▶ **Task**: Your answer must be the records below, given again exactly, with no pictures in it.

━━ Supplied material

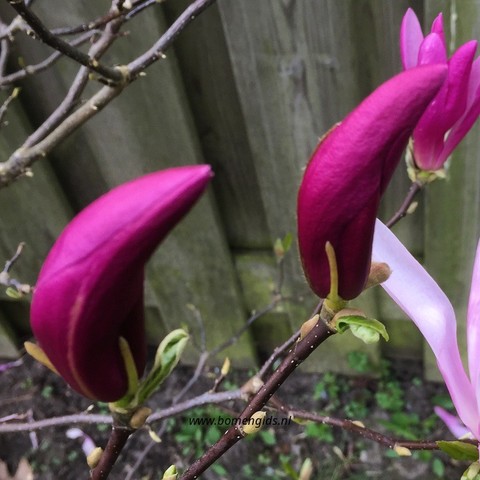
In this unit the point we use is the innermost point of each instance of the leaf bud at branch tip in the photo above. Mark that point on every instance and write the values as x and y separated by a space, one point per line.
225 367
170 473
402 451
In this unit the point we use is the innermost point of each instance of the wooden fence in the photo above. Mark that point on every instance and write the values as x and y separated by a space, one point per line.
249 88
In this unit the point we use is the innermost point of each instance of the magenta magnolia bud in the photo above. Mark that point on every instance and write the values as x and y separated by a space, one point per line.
456 107
348 173
90 289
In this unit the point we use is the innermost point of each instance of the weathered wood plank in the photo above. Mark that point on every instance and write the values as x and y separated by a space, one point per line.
210 87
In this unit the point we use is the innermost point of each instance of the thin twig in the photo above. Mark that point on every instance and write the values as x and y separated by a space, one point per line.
86 418
157 50
6 103
20 162
357 428
117 440
42 32
279 351
41 66
301 350
415 187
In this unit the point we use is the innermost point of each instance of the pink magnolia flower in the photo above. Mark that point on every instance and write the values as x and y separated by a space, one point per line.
90 289
419 296
348 173
455 108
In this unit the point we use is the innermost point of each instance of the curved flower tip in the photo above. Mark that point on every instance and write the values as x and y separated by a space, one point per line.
454 110
348 173
89 293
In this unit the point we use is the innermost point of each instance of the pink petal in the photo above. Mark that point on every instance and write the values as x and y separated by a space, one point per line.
90 289
348 172
412 288
432 50
452 422
473 325
411 37
463 126
437 27
446 109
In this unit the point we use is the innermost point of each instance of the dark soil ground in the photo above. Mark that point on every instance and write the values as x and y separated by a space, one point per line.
396 403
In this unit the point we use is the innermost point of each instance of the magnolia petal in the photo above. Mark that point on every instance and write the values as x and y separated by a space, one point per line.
90 290
473 326
347 174
463 126
437 27
432 50
411 37
452 422
419 296
445 110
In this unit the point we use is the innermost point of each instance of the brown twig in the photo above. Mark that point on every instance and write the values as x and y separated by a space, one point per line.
6 103
117 440
415 187
157 50
86 418
301 350
113 74
41 66
49 136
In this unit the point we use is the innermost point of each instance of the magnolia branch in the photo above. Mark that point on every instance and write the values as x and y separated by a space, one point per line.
88 418
65 48
20 162
300 352
41 66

━━━━

▶ **Task response**:
In this unit the point we use is the innermost point of each instance of the leaf bud at branch tip in the photo above. Mark that point on every instance and write the values as x and y separated by a space, one point per line.
225 367
170 473
402 451
In this unit the point we use is the innermost point of each instance of the wooden fence in the photo above. Mark that point on every instance and write the values as x and y separated by a space, one point per line.
249 88
In this unit the point we use is the innermost point of each instance of the magenta magnolia bud in the photo above. Mark that point on every instance and write the values as x and y separated by a space, one point per line.
456 107
348 173
90 289
In this unit the point we use is the innermost point of each instance of the weathered wood plank in the photo above. Mark that point on every instance and write the values as x and y separated by a space, one point per line.
210 87
In this unit the point we use is the innermost point of each instance of the thin twig in the photo above. Mark that point on every instance and write the values as x and y separated by a space, one point per line.
86 418
157 50
6 103
20 162
357 428
117 440
42 32
279 351
41 66
301 350
415 187
In this unit the point we use is the innermost point of each instance of the pink magnolia flower in the photo above. Mark that point on every instance and write the values as x and y separated by a space, one point per line.
90 289
419 296
348 173
455 108
In this unit the point we use is the innermost point of each instance of the curved flower tip in the photo above. Mark that point on every instance and write the values as x and y separated by a space, one point per line.
454 110
348 173
89 293
In this unit the point we use is the innermost point of each instance of the pink petal in the photo above. Mark that point on every instance and write the values as x and y separated by a space, one point per line.
90 289
348 172
412 288
432 50
452 422
473 325
411 37
463 126
437 27
446 109
In this unit the point we use is the innermost point of each instance of the dark soil ground in the photo above. Mark that point on every instance and write the values as x and y separated by a space, one point per line.
396 403
In this unit the point we use is the innermost point of each instance of the magnolia petal in the photo above. Mark that point on every instance and write the values as x and y separated by a space, one point per line.
90 290
473 326
347 174
463 126
437 27
432 50
411 37
452 422
419 296
445 110
In this unit the point we use is the innermost point of each instance of the brown twig in the photo above. Mark that point on every instance and write the values as x and y separated by a space, one point per line.
6 103
117 440
415 187
157 50
86 418
301 350
113 74
41 66
49 136
In this unit the point we use is the innermost point of each instance of the magnolia branch in the photo above. Mark that point on every instance and write the values as x and y separated by a space, one point per line.
88 418
65 48
20 162
300 352
41 66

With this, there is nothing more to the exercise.